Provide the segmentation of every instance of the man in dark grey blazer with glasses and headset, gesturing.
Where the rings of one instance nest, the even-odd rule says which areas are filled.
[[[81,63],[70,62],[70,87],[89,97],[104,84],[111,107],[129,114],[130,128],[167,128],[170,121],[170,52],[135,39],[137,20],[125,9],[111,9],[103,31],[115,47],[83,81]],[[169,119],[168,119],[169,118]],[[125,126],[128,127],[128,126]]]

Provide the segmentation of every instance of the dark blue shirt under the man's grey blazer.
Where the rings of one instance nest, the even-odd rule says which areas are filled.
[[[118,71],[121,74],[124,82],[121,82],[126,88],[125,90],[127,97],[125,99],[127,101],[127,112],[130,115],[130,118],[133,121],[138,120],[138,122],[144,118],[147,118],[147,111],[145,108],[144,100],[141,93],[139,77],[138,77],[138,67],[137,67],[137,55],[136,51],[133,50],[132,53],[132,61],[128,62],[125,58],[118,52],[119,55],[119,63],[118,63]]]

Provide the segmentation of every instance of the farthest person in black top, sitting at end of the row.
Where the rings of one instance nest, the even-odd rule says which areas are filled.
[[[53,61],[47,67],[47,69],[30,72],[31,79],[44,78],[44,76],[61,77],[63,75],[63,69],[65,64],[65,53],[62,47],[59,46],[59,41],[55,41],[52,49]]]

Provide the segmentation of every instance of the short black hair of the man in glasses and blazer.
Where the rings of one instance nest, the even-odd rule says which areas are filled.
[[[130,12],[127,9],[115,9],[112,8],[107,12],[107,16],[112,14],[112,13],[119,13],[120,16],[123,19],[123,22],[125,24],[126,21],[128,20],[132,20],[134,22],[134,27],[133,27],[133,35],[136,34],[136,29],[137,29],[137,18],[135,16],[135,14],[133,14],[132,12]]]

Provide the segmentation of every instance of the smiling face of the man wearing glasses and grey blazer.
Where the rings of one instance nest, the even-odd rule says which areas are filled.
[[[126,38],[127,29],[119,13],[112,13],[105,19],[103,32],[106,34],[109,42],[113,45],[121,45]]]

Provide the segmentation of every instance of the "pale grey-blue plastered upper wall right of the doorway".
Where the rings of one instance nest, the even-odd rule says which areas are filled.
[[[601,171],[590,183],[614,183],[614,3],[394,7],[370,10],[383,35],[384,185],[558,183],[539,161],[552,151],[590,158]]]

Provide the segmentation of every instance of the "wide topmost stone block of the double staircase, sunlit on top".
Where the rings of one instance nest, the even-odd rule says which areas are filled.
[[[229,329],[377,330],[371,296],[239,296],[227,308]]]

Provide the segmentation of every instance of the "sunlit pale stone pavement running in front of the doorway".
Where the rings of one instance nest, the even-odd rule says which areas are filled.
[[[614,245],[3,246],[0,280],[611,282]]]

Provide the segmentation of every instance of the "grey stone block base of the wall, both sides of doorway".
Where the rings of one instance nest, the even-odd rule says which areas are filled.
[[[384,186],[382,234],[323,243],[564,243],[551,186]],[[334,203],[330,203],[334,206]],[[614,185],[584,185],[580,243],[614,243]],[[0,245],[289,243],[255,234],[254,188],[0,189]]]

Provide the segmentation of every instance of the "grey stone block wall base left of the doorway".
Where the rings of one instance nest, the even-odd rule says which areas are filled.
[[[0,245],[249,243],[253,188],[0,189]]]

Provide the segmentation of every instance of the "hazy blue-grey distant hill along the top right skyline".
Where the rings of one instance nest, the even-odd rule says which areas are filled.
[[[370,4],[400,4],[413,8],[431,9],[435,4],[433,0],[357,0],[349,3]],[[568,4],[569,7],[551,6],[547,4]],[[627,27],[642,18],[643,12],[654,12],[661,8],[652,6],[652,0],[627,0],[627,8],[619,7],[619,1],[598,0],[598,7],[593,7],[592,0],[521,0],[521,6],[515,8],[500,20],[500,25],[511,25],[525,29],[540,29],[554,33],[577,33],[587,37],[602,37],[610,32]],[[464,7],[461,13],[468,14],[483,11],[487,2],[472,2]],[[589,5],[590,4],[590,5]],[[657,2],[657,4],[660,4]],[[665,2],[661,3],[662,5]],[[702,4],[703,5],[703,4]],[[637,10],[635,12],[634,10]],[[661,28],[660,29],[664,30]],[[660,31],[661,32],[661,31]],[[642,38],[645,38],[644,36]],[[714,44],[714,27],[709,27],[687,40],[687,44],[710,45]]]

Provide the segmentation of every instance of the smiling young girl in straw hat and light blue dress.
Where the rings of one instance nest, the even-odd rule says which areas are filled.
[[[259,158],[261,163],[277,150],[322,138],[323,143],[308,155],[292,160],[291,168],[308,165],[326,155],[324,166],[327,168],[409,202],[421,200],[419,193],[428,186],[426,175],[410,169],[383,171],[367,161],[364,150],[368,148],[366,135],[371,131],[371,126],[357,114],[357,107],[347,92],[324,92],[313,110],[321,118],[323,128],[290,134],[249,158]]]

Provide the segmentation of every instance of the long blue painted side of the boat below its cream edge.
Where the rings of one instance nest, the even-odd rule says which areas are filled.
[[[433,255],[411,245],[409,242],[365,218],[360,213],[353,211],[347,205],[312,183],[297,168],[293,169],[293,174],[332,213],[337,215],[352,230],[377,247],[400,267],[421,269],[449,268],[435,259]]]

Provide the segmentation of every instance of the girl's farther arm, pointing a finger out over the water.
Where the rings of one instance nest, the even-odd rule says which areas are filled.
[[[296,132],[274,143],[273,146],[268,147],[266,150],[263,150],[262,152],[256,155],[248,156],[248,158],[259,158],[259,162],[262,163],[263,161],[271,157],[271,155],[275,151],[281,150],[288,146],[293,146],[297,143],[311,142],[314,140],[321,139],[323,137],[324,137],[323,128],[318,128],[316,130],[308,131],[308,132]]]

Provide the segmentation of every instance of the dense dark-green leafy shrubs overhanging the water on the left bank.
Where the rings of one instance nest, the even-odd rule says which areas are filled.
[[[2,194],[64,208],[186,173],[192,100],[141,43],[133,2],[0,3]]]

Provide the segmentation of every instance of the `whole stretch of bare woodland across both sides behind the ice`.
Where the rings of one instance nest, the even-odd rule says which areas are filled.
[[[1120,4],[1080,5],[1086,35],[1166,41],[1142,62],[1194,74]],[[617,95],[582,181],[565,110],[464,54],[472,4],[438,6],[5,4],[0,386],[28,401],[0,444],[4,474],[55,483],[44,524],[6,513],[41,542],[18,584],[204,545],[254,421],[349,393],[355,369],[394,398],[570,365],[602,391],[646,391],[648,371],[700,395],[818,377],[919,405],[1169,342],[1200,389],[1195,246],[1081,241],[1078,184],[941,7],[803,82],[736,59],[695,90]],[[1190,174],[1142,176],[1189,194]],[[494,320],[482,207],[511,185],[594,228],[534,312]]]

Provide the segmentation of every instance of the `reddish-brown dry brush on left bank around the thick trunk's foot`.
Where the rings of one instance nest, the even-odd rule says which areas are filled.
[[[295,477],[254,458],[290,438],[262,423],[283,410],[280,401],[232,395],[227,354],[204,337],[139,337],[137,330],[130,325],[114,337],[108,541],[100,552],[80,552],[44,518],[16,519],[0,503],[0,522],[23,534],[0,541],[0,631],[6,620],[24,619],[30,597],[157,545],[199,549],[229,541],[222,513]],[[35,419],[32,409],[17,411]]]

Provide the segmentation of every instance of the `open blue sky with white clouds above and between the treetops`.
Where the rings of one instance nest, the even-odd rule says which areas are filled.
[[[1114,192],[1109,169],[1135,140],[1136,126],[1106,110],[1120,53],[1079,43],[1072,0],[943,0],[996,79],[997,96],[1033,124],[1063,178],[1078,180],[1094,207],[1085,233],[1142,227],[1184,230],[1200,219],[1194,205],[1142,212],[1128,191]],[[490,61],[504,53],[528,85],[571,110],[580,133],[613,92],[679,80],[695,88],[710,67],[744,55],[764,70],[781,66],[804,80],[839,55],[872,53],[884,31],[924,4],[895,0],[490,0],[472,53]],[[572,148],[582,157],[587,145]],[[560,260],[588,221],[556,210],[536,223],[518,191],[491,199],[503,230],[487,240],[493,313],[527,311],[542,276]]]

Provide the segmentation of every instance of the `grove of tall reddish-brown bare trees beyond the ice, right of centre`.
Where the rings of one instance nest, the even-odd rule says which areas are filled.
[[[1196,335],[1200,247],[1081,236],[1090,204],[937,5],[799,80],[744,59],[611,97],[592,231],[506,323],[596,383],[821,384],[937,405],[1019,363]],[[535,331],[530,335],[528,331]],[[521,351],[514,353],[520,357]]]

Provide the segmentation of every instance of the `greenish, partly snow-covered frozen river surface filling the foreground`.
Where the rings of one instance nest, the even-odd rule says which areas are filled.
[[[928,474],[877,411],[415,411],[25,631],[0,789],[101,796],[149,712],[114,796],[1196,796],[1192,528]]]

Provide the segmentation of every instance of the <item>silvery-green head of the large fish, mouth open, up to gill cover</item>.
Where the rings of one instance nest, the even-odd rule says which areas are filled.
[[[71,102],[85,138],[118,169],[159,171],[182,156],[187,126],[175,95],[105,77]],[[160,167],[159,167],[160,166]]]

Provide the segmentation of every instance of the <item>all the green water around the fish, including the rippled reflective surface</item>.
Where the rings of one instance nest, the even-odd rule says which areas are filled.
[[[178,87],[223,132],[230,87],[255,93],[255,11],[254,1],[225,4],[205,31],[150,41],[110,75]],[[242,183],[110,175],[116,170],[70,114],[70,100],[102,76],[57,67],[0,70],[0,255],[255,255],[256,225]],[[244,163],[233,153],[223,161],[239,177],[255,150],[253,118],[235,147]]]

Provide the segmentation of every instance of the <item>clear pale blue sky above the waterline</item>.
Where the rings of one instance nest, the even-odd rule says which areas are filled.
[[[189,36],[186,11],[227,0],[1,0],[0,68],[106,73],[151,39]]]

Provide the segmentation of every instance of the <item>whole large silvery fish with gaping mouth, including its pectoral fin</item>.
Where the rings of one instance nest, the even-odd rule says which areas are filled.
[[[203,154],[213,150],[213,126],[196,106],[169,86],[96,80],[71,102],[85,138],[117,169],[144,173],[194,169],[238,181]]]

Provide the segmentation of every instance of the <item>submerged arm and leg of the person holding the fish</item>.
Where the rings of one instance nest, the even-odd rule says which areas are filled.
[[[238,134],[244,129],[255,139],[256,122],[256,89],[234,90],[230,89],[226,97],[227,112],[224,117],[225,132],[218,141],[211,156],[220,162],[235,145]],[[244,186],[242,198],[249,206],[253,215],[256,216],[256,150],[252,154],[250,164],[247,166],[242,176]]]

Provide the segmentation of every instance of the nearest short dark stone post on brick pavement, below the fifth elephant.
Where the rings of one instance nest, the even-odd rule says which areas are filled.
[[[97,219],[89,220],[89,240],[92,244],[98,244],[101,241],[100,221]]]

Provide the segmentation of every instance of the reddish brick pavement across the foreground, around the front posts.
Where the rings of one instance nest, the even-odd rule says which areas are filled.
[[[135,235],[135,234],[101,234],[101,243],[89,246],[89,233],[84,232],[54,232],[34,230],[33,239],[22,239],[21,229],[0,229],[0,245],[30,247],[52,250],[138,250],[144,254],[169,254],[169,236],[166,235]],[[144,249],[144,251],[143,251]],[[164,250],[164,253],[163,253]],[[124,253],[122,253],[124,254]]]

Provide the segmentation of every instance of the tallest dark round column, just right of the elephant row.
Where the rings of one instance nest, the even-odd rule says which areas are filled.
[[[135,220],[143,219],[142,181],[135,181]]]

** Work request **
Look through the records for the word "silvery". Every line that has it should be copied.

** Solution for this problem **
Provide the segmentation of every instance of the <item>silvery-green head of the large fish, mouth open, up to gill cover</item>.
Provide the segmentation of every instance of the <item>whole large silvery fish with gaping mouth, including its pectoral fin</item>.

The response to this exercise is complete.